Question

cosA=-3/5, pi<=A,=3pi/2 find sin2A

Answer 1

Answer:

Given that cosA=-3/5

and

$\pi \leqslant A < \frac{3 \pi}{2} \\ \implies \: A \: lies \: in \: 3rd \: quadrant$

As ,

$sin^{2} A \: + cos {}^{2} A = 1 \\ \implies \: ( \frac{ - 3}{5}) ^{2} + sin {}^{2} A = 1 \\ \implies \: sin {}^{2} A = \frac{16}{25} \\ \implies \: sinA = \pm \frac{4}{5}$

As x € 3rd quadrant

⟹ only cot and tan will be positive and other trigonometric ratios will be negative hence SinA will be negative.

» OBJECTIVE 1: In the sin 2A solution, which trigonometric ratios are said to be positive in the third quadrant?

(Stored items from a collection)
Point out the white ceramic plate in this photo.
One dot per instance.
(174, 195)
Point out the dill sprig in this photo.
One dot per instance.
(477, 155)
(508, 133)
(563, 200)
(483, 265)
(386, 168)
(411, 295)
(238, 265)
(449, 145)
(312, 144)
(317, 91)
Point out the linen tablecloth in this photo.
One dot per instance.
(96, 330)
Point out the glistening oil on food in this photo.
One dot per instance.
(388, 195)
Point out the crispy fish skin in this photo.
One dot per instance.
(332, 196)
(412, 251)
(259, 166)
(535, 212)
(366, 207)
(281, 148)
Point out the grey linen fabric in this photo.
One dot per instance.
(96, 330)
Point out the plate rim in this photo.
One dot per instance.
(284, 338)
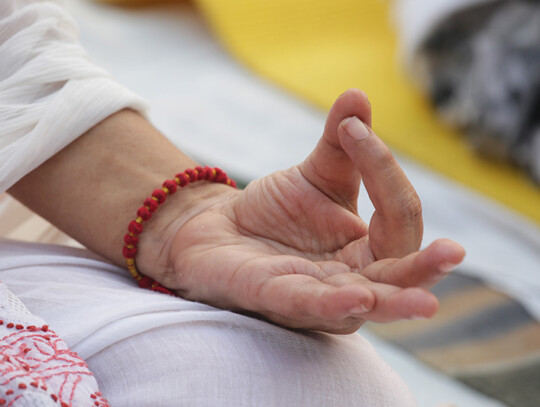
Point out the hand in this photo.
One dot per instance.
(292, 248)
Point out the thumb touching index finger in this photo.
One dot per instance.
(396, 227)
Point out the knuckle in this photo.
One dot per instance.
(410, 208)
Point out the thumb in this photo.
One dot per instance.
(328, 167)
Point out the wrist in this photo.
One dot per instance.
(154, 256)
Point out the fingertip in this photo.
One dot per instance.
(449, 254)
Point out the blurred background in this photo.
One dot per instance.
(455, 91)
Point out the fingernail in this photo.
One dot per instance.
(356, 128)
(447, 267)
(358, 310)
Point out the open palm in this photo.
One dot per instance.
(291, 247)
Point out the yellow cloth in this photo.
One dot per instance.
(319, 48)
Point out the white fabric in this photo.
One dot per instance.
(50, 93)
(251, 129)
(37, 368)
(152, 349)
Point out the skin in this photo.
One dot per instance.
(290, 247)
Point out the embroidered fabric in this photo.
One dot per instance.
(37, 368)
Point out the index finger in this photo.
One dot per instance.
(396, 227)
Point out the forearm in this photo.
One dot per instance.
(92, 188)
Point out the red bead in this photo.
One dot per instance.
(160, 195)
(144, 213)
(151, 204)
(182, 179)
(135, 228)
(129, 252)
(201, 173)
(133, 240)
(192, 174)
(221, 178)
(170, 185)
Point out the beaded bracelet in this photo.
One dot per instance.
(151, 204)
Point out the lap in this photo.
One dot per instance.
(151, 349)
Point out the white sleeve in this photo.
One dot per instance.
(50, 93)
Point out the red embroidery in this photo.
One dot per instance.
(35, 359)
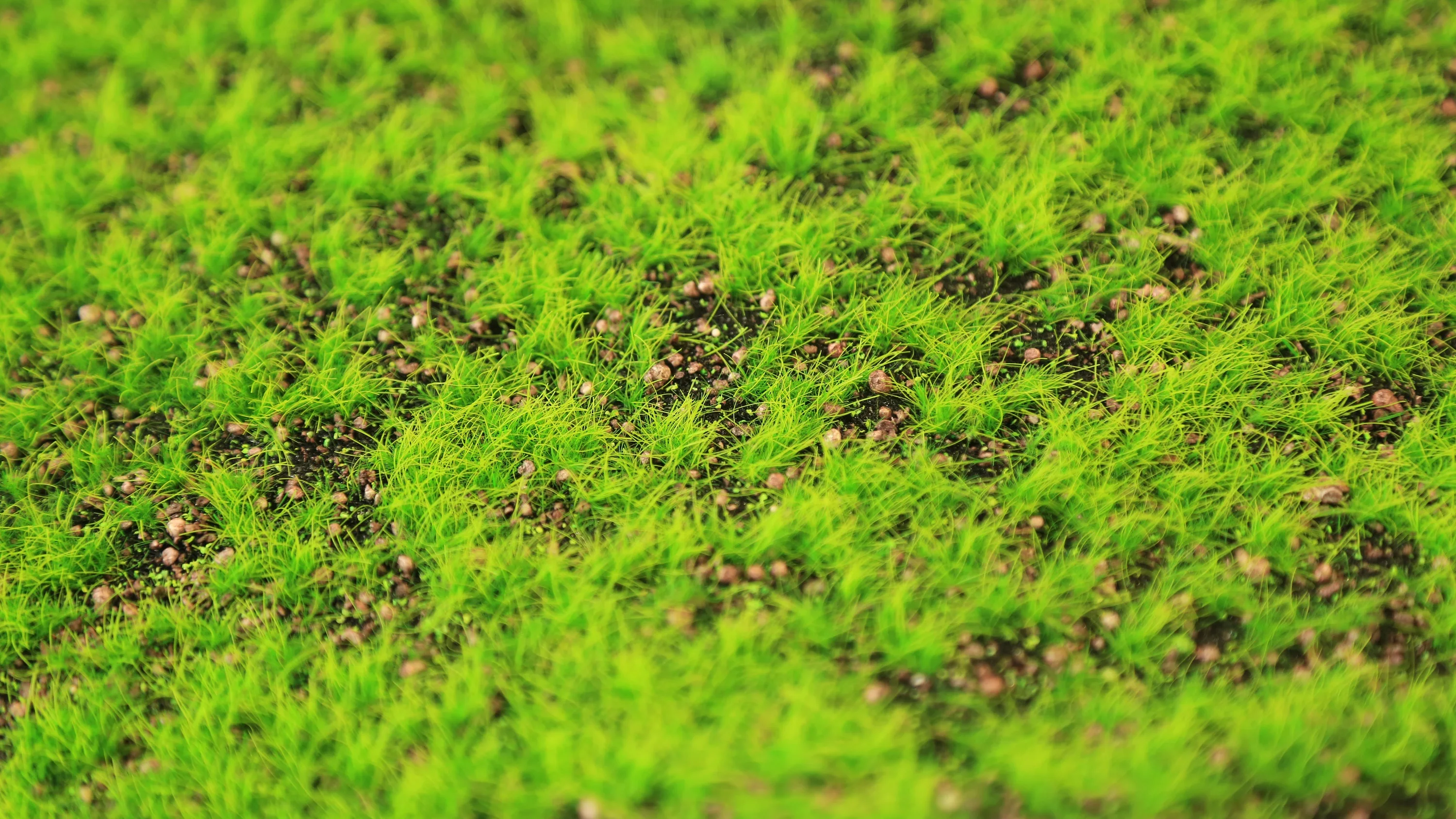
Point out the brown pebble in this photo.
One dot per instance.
(876, 691)
(1056, 656)
(659, 373)
(881, 382)
(1330, 495)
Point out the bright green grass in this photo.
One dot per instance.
(148, 149)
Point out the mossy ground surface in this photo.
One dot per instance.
(727, 408)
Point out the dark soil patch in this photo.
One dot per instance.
(1014, 94)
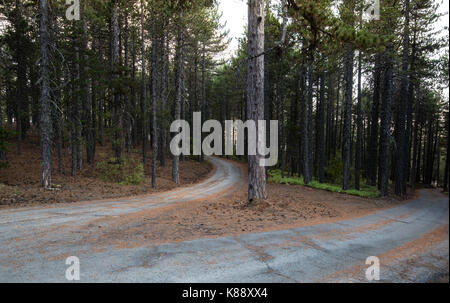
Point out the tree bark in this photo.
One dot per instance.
(255, 93)
(359, 127)
(385, 136)
(347, 116)
(45, 115)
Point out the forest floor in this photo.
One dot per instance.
(20, 183)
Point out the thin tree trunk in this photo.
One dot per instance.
(359, 127)
(385, 136)
(179, 87)
(45, 118)
(348, 115)
(255, 91)
(320, 129)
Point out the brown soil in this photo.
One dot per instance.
(20, 182)
(229, 215)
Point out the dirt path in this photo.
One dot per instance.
(411, 241)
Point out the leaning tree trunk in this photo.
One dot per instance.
(446, 173)
(255, 95)
(401, 140)
(385, 136)
(320, 130)
(45, 115)
(359, 127)
(143, 100)
(154, 96)
(177, 103)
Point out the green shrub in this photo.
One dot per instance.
(126, 172)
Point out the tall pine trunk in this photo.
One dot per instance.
(45, 115)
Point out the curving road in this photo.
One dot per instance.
(411, 242)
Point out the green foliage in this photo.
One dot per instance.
(5, 136)
(366, 191)
(335, 168)
(126, 172)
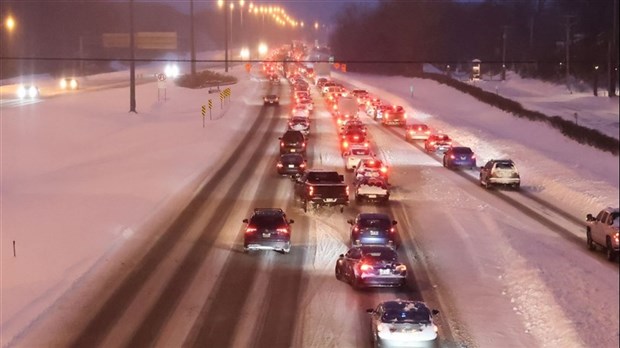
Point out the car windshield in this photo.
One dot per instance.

» OBJECTIVE 2: How many lines of the records contain the string "white"? Case counts, and the reply should be the number alone.

» TASK RESULT 1: Cot and tan.

» TASK RESULT 2: 3